§ ACTIVITY
Can you copy the part of the essay on breast implants below, starting at "Apart from reconstructive" and ending at "the right people.", word for word?

[EXTRACT Boundary: Start]

Most women who get breast implants ostensibly do so to improve their self-esteem, thereby increasing their happiness. They feel robbed for never having really grown much in that department. They want attention. Other women get them out of pure greed; they have big already, but they want huge. (Good luck with that exotic dancing gig, by the way, "Chyna.")
The results of a recent study are interesting, however, as they indicate a possible link between breast implants and suicide. Apparently, instant happiness cannot a pair of jelly-filled sacks shoved up over your ribcage always provide.
Implants are a woman’s personal choice, of course (this is sounding like one of my pro-choice posts). But, even as a red-blooded male who can appreciate a buxom beauty, but who does not consider that a “prerequisite,” I have to say, if you haven’t already had the procedure, don’t.
Instead, treat yourself to a holiday somewhere. Go on a killer shopping spree. Jesus, how many pairs of shoes could you buy for upwards of $3000.00? Or quarts of ice cream, for that matter?
Breast implants can cause myriad physical and (apparently) mental health problems. What’s more, if you’re a woman who’s concerned about the progress of women in modern society, you may be interfering with it by getting a "boob job." I will explain.
Apart from reconstructive surgery after cancer or an accident (and I would like to clearly assert that none of my comments here apply to those situations), there is no “practical” reason to get breast implants. It’s vanity. It’s the desire for attention. And you will get attention, but not always the kind you want, or from the right people.
In taking this kind of control over your own appearance you are also perpetuating what feminists call the “objectification of women.” If you’re ok with that, then be my guest, but I believe you lose the right to complain about it once you get fake tits. (What the hell did he just say?) Read it again, if need be.
Some women have enhancements done to please a significant other, either to surprise him/her, or at that other person’s request. It sounds like a stupid aphorism, but you don’t want a partner who doesn’t want you for who you are. You are package of physical and personality traits, (not that some personalities couldn’t use a makeover) and should be accepted as such by those who genuinely care about you.
Many women may well say, "I didn’t get breast implants for anyone else, I got them for me." Is that an honest statement? The fact is, though we may enjoy looking good, smelling good, shaving regularly and having neat, clean, freshly ironed clothes, these things are done in large part for other people. Would you want implants if you lived alone on an island?
Who cares what I say? But I’ll say it anyway. If you got ‘em – natural or enhanced – enjoy ‘em. If you don’t have ‘em, learn to love yourself, because those men, at least, who love them are fascinated by them regardless of size; they’re something we don’t have. Well, typically.
The whole “I’ll show you mine if you show me yours” of childhood, at least as I experienced it, was knowing what you had and wanting to see what the opposite sex had – and which you were not supposed to see. I don’t see that fascination abating in my own life decades later. I can’t speak for homosexuals, for whom it’s obviously not quite the same thing, though I welcome their feedback.
Listen, if I in all my insecurities and self-loathing can learn to love my bald head (which I initially dreaded, and for which, I must note, I too could get a type of implants), you can learn to love your own shape. So, if you’re thinking about having an augmentation, don’t be a boob. Other people, at least decent other people, will respect you for “keepin’ it real.”

[EXTRACT Boundary: End]
[EXTRACTED DATA Boundary: Start]

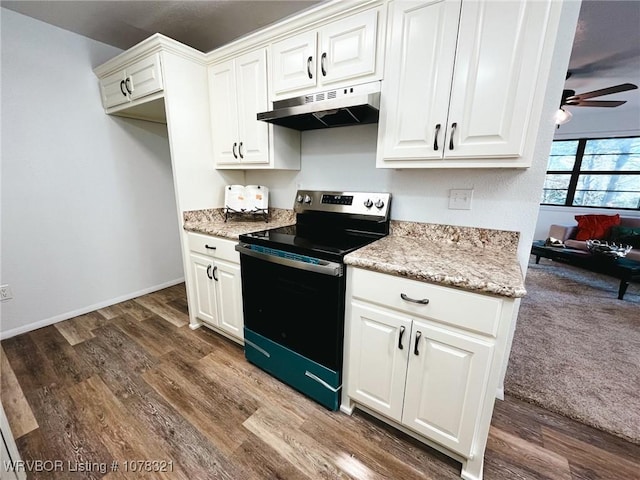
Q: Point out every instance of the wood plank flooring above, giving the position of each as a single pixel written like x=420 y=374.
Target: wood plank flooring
x=132 y=382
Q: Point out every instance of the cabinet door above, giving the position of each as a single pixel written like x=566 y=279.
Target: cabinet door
x=446 y=381
x=379 y=347
x=498 y=57
x=417 y=80
x=144 y=77
x=293 y=65
x=224 y=113
x=348 y=48
x=203 y=288
x=251 y=88
x=229 y=294
x=113 y=90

[EXTRACTED DATA Boundary: End]

§ EXERCISE OUTPUT
Apart from reconstructive surgery after cancer or an accident (and I would like to clearly assert that none of my comments here apply to those situations), there is no “practical” reason to get breast implants. It’s vanity. It’s the desire for attention. And you will get attention, but not always the kind you want, or from the right people.